> [TASK REQUIREMENTS]:
Copy out every one of the lines below in full, and shift each x and y coordinate in the answers by adding 19 to it. Leave the pictures out.
** Start of DATA PROVIDED **
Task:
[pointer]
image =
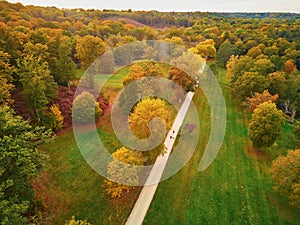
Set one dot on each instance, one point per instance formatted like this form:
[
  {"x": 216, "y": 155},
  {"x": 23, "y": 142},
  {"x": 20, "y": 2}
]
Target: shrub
[
  {"x": 85, "y": 109},
  {"x": 73, "y": 221},
  {"x": 59, "y": 119}
]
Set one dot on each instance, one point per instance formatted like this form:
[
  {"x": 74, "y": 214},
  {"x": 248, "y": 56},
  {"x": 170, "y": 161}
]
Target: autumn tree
[
  {"x": 88, "y": 49},
  {"x": 285, "y": 174},
  {"x": 20, "y": 163},
  {"x": 121, "y": 169},
  {"x": 277, "y": 84},
  {"x": 237, "y": 66},
  {"x": 74, "y": 221},
  {"x": 289, "y": 67},
  {"x": 265, "y": 125},
  {"x": 263, "y": 66},
  {"x": 6, "y": 78},
  {"x": 85, "y": 109},
  {"x": 61, "y": 65},
  {"x": 206, "y": 49},
  {"x": 181, "y": 78},
  {"x": 259, "y": 98},
  {"x": 38, "y": 84},
  {"x": 189, "y": 62},
  {"x": 139, "y": 120},
  {"x": 291, "y": 97},
  {"x": 249, "y": 83},
  {"x": 224, "y": 53}
]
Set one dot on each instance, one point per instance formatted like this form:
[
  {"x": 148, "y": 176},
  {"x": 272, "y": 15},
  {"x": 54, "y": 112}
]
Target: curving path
[{"x": 144, "y": 200}]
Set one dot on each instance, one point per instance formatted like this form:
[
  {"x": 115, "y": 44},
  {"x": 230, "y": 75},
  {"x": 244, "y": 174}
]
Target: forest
[{"x": 44, "y": 52}]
** End of DATA PROVIDED **
> [RESULT FOR THIS TASK]:
Task:
[pointer]
image =
Set one dot on each instance, one point per instance formatted like this form:
[
  {"x": 216, "y": 155},
  {"x": 23, "y": 142},
  {"x": 20, "y": 2}
]
Target: shrub
[
  {"x": 104, "y": 128},
  {"x": 92, "y": 240},
  {"x": 78, "y": 138}
]
Set one dot on each instance, one point per instance formatted like this form:
[
  {"x": 74, "y": 214},
  {"x": 248, "y": 56},
  {"x": 170, "y": 161}
]
Target: autumn tree
[
  {"x": 107, "y": 68},
  {"x": 304, "y": 193},
  {"x": 39, "y": 182},
  {"x": 140, "y": 188},
  {"x": 296, "y": 103},
  {"x": 256, "y": 85},
  {"x": 93, "y": 240},
  {"x": 308, "y": 86},
  {"x": 284, "y": 144},
  {"x": 282, "y": 85},
  {"x": 25, "y": 97},
  {"x": 104, "y": 128},
  {"x": 80, "y": 84},
  {"x": 225, "y": 68},
  {"x": 200, "y": 97},
  {"x": 278, "y": 117},
  {"x": 57, "y": 103},
  {"x": 208, "y": 81},
  {"x": 158, "y": 139},
  {"x": 310, "y": 116},
  {"x": 268, "y": 102},
  {"x": 243, "y": 72}
]
Set one dot on each instance, one point per instance formatted like this form:
[
  {"x": 148, "y": 176},
  {"x": 272, "y": 15},
  {"x": 54, "y": 112}
]
Target: curving path
[{"x": 163, "y": 219}]
Set one dot on each instance, one point per instance formatted like this form:
[
  {"x": 115, "y": 44},
  {"x": 230, "y": 75},
  {"x": 244, "y": 174}
]
Target: forest
[{"x": 63, "y": 71}]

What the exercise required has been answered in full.